== Page extract ==
· · ·

Asian markets rose Monday after Wall Street rebounded from losses to end the week higher on stronger oil and natural gas prices.
KEEPING SCORE: The Shanghai Composite Index rose 0.5 percent to 3,174.73 and Hong Kong’s Hang Seng gained 0.5 percent to 25,809.12. Toyko’s Nikkei 225 added 0.1 percent to 20,157.42 and Sydney’s S&P-ASX 200 advanced 0.1 percent to 5,721.40. Seoul’s Kospi gained 0.3 percent to 2,386.69 and Taiwan also rose. Markets in India, Singapore, Malaysia and Indonesia were closed for a holiday.
WALL STREET: Stocks edged higher after energy companies clawed back some of the week’s losses, propelled by higher prices for oil and natural gas. The Standard & Poor’s 500 index rose 0.2 percent to 2,438.30. The Dow Jones industrial average slipped less than 0.1 percent to 21,394.76 and the Nasdaq composite gained 0.5 percent to 6,265.25. Energy stocks led the way, and those in the S&P 500 climbed 0.8 percent for the largest gain of the 11 sectors that make up the index. Health care stocks climbed as the Senate unveiled its proposal to revamp how Americans get medical care. Technology companies are forecast to report strong earnings growth.
TAKATA BANKRUPTCY: Japanese air bag maker Takata Corp. filed for protection from its creditors in Tokyo and the United States, overwhelmed by lawsuits and recall costs related to its production of defective air bag inflators linked to deaths and injuries. Takata confirmed most of its assets will be bought by rival Key Safety Systems for about $1.6 billion (175 billion yen). Takata’s inflators can explode with too much force when they fill up an air bag, spewing out shrapnel. So far 100 million inflators have been recalled worldwide. The recalls, which are being handled by 19 automakers, will continue. Experts say the companies must pay for a significant portion of the recalls because Takata’s assets are inadequate.

· · ·

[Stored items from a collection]

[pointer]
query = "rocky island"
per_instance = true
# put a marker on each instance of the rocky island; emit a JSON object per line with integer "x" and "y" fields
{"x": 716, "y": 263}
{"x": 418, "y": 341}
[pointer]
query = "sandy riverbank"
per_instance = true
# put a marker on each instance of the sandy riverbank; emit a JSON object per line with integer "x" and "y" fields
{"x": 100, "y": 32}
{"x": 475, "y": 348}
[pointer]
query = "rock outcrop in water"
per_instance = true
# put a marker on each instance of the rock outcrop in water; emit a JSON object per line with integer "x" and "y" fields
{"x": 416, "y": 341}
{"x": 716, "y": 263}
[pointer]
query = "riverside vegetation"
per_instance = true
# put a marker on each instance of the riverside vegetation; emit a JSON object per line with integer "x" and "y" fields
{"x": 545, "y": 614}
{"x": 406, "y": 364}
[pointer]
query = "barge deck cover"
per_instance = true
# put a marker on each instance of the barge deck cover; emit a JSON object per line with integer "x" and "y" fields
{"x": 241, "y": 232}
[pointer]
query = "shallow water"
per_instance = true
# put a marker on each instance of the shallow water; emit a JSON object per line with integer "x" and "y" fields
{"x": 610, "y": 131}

· · ·

== Assignment ==
Reproduce the market report word for word, from start to finish. The listing has no connection to the market report.

== Output of the exercise ==
Asian markets rose Monday after Wall Street rebounded from losses to end the week higher on stronger oil and natural gas prices.
KEEPING SCORE: The Shanghai Composite Index rose 0.5 percent to 3,174.73 and Hong Kong’s Hang Seng gained 0.5 percent to 25,809.12. Toyko’s Nikkei 225 added 0.1 percent to 20,157.42 and Sydney’s S&P-ASX 200 advanced 0.1 percent to 5,721.40. Seoul’s Kospi gained 0.3 percent to 2,386.69 and Taiwan also rose. Markets in India, Singapore, Malaysia and Indonesia were closed for a holiday.
WALL STREET: Stocks edged higher after energy companies clawed back some of the week’s losses, propelled by higher prices for oil and natural gas. The Standard & Poor’s 500 index rose 0.2 percent to 2,438.30. The Dow Jones industrial average slipped less than 0.1 percent to 21,394.76 and the Nasdaq composite gained 0.5 percent to 6,265.25. Energy stocks led the way, and those in the S&P 500 climbed 0.8 percent for the largest gain of the 11 sectors that make up the index. Health care stocks climbed as the Senate unveiled its proposal to revamp how Americans get medical care. Technology companies are forecast to report strong earnings growth.
TAKATA BANKRUPTCY: Japanese air bag maker Takata Corp. filed for protection from its creditors in Tokyo and the United States, overwhelmed by lawsuits and recall costs related to its production of defective air bag inflators linked to deaths and injuries. Takata confirmed most of its assets will be bought by rival Key Safety Systems for about $1.6 billion (175 billion yen). Takata’s inflators can explode with too much force when they fill up an air bag, spewing out shrapnel. So far 100 million inflators have been recalled worldwide. The recalls, which are being handled by 19 automakers, will continue. Experts say the companies must pay for a significant portion of the recalls because Takata’s assets are inadequate.